Please copy out each line of the entries in which "below" appears.

The data —
⁂
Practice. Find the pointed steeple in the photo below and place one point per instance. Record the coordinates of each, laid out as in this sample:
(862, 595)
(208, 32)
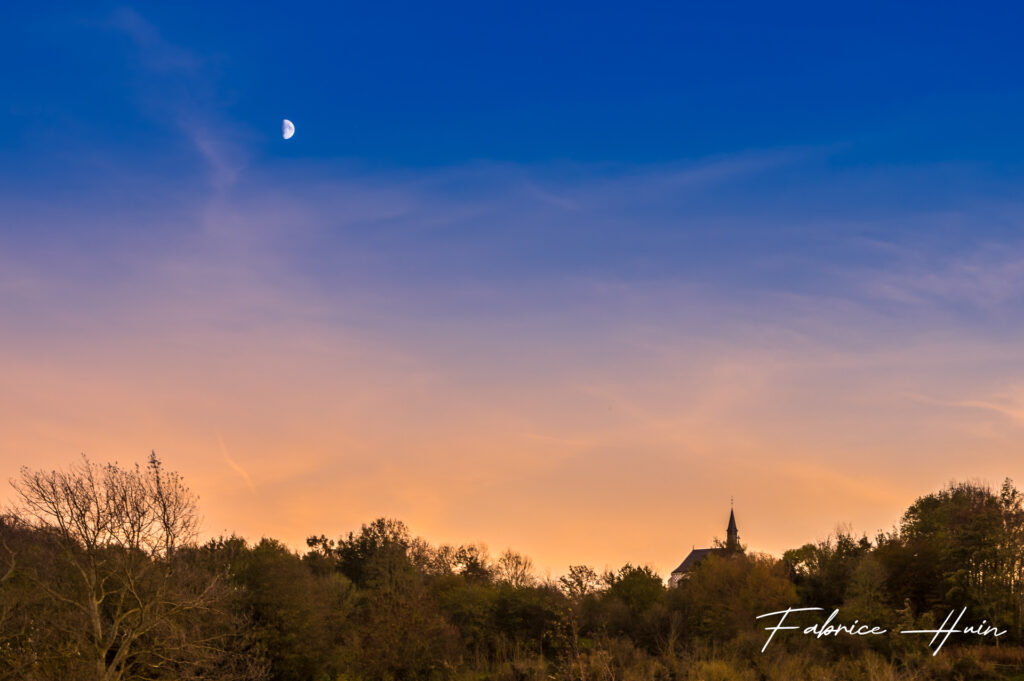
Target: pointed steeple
(732, 535)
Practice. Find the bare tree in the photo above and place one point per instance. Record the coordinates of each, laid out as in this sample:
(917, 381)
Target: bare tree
(119, 533)
(516, 569)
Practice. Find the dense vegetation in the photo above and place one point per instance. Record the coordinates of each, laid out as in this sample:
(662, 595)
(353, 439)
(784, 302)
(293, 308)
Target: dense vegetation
(101, 578)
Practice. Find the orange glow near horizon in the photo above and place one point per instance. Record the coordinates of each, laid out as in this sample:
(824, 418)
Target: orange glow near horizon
(609, 444)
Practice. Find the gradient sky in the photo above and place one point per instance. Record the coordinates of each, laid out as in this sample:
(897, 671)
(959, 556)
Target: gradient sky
(563, 280)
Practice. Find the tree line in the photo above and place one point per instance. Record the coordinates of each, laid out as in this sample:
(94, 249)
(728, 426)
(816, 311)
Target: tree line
(102, 578)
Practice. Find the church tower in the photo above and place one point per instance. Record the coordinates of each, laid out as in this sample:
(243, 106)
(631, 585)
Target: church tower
(732, 535)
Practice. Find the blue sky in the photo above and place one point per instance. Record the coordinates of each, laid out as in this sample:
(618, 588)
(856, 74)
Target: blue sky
(743, 248)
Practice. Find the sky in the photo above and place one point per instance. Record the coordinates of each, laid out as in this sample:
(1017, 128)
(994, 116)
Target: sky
(564, 280)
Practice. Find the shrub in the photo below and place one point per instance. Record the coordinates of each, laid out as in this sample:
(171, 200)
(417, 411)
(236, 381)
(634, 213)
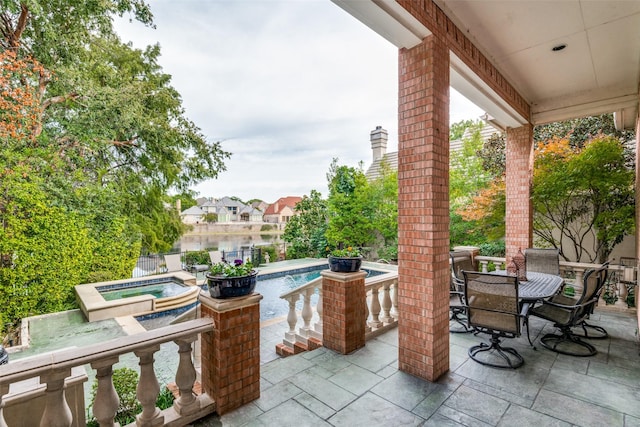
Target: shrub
(125, 381)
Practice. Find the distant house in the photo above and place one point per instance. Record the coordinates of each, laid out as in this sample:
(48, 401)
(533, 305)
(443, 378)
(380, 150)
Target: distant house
(250, 214)
(193, 215)
(261, 206)
(379, 139)
(233, 207)
(282, 210)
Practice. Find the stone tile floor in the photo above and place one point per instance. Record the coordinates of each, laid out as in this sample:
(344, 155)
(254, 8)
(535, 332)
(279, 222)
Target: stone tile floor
(365, 388)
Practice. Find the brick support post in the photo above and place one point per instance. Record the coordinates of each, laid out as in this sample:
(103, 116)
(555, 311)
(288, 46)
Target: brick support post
(231, 352)
(423, 209)
(344, 311)
(637, 253)
(519, 215)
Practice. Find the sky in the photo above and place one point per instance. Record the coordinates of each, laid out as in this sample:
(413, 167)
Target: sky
(285, 86)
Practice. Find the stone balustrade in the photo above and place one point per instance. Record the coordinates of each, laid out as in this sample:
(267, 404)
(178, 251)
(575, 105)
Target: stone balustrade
(381, 311)
(55, 371)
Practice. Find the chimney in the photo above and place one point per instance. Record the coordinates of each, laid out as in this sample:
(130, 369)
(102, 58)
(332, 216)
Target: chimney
(379, 139)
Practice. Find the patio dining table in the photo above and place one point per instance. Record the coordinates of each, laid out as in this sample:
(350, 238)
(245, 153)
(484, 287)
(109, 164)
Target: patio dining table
(538, 286)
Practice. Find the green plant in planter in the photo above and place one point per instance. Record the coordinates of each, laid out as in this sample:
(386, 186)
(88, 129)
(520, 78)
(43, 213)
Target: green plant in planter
(235, 269)
(610, 296)
(569, 291)
(349, 251)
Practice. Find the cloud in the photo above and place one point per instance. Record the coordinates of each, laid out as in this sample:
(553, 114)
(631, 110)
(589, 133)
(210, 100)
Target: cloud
(286, 86)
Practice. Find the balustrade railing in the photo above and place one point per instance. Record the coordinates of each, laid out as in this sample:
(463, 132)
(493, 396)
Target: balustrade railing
(381, 313)
(56, 368)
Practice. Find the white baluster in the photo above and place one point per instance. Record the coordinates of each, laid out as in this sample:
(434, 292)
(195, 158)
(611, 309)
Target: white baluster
(148, 389)
(292, 319)
(185, 378)
(56, 411)
(367, 328)
(307, 313)
(4, 389)
(375, 308)
(484, 265)
(318, 326)
(106, 401)
(386, 303)
(394, 300)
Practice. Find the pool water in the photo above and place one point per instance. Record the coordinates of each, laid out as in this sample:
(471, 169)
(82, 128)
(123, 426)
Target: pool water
(158, 290)
(272, 306)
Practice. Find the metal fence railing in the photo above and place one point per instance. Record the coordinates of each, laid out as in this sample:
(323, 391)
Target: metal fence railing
(154, 263)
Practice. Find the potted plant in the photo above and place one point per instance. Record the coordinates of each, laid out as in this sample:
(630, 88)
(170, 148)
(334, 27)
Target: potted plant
(346, 260)
(228, 280)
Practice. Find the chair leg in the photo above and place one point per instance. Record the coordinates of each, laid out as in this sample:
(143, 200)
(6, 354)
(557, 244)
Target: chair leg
(510, 355)
(599, 334)
(455, 316)
(526, 323)
(553, 341)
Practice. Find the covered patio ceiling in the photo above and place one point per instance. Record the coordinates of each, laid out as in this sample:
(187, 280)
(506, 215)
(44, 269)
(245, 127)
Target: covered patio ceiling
(567, 59)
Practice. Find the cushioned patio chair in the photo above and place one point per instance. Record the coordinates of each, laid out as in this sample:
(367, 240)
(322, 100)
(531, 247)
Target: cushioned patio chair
(567, 313)
(460, 260)
(173, 263)
(493, 308)
(585, 329)
(542, 260)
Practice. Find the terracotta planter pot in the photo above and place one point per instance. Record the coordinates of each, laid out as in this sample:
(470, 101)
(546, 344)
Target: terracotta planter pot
(230, 287)
(344, 264)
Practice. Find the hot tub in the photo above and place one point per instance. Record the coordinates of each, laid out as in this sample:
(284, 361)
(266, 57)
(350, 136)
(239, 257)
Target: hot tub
(137, 296)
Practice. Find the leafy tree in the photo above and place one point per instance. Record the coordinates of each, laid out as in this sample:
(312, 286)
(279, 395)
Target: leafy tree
(456, 130)
(305, 231)
(583, 195)
(384, 197)
(106, 112)
(579, 131)
(466, 174)
(350, 208)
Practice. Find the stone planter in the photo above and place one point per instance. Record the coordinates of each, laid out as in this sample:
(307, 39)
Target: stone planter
(344, 264)
(230, 287)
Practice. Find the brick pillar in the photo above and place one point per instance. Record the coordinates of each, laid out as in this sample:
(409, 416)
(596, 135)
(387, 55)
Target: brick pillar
(343, 311)
(423, 209)
(231, 352)
(519, 215)
(637, 206)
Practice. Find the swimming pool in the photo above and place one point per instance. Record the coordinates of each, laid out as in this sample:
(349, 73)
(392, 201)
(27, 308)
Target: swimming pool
(169, 288)
(137, 296)
(271, 288)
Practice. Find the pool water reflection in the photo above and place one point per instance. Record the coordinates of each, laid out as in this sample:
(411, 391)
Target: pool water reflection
(272, 306)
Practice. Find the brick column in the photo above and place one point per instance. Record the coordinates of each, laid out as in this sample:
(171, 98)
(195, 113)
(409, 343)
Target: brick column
(519, 215)
(423, 209)
(343, 311)
(231, 352)
(637, 207)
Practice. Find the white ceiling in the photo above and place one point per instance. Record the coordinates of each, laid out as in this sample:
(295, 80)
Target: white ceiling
(598, 71)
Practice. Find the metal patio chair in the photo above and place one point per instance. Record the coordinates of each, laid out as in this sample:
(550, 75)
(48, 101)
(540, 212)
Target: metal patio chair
(460, 260)
(493, 308)
(567, 313)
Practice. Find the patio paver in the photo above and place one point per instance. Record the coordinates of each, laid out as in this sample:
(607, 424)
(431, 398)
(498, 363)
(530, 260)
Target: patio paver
(366, 388)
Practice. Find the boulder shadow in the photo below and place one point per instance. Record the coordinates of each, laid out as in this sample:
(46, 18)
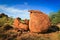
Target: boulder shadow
(51, 29)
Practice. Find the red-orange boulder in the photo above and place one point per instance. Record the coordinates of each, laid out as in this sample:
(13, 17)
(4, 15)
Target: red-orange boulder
(23, 26)
(39, 22)
(26, 21)
(16, 23)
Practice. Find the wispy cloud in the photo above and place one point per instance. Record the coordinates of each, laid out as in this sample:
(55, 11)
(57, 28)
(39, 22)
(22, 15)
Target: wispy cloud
(11, 11)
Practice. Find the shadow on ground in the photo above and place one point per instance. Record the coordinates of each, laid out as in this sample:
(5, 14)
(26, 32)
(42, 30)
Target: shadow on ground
(52, 29)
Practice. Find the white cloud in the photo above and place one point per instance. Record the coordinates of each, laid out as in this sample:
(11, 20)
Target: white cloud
(11, 11)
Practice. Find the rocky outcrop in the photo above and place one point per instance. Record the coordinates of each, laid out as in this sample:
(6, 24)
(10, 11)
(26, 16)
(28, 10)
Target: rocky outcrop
(39, 22)
(16, 23)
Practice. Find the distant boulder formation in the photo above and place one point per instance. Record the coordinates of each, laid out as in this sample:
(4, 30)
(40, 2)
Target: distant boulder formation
(39, 22)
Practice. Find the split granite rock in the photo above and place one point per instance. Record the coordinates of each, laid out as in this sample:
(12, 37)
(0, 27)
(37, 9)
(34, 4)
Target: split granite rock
(39, 22)
(19, 25)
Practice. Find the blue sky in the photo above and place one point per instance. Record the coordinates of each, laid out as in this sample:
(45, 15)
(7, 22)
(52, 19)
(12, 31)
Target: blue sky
(19, 8)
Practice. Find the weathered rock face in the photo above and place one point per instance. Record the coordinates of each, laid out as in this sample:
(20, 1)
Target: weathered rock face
(16, 23)
(23, 26)
(26, 21)
(39, 22)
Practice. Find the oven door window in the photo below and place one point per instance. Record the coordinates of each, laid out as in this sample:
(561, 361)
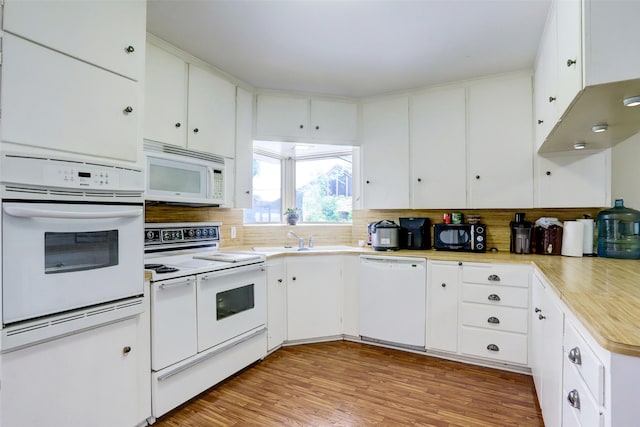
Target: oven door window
(234, 301)
(77, 251)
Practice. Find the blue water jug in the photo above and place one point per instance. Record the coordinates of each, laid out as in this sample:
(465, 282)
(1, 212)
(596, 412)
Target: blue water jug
(619, 232)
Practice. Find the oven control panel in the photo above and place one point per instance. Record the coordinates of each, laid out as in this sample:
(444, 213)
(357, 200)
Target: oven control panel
(166, 235)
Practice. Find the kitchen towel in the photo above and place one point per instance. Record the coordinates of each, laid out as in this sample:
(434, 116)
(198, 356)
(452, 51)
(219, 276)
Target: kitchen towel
(572, 237)
(587, 239)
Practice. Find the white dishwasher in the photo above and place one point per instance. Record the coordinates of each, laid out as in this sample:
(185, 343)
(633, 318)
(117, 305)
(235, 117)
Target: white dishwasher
(393, 304)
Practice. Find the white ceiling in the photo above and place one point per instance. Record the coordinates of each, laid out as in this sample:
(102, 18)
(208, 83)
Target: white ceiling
(353, 48)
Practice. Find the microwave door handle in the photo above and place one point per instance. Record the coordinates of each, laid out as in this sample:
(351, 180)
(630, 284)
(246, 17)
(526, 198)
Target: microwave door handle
(23, 212)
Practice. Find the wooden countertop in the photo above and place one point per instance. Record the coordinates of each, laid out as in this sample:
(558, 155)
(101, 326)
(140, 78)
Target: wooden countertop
(603, 293)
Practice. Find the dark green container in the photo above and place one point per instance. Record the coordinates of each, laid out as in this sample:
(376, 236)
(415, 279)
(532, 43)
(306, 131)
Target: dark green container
(619, 232)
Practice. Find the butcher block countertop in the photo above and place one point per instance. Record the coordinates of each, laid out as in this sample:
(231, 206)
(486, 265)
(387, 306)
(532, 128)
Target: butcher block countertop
(603, 293)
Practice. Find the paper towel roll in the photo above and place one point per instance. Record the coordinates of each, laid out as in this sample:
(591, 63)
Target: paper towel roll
(587, 239)
(572, 236)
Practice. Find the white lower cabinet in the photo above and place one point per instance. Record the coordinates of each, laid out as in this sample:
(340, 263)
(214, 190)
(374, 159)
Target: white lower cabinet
(276, 304)
(314, 297)
(89, 378)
⁂
Finished task —
Practice. Find the pointed steeple in the photo below and place one point per instance. Record the coordinates of each, laid out as in this sample:
Practice. Find the shrub in the photo below and place one point per instance. Record the coordinates of each, laid out as in this sample:
Practice. Find the boulder shadow in the photo below and place one point per instance. Record the coordinates of each, laid out as in this sample:
Practice. Find the oven door window in the photo below and place one point per instance. Record the coordinates of each, laid out as in this sample:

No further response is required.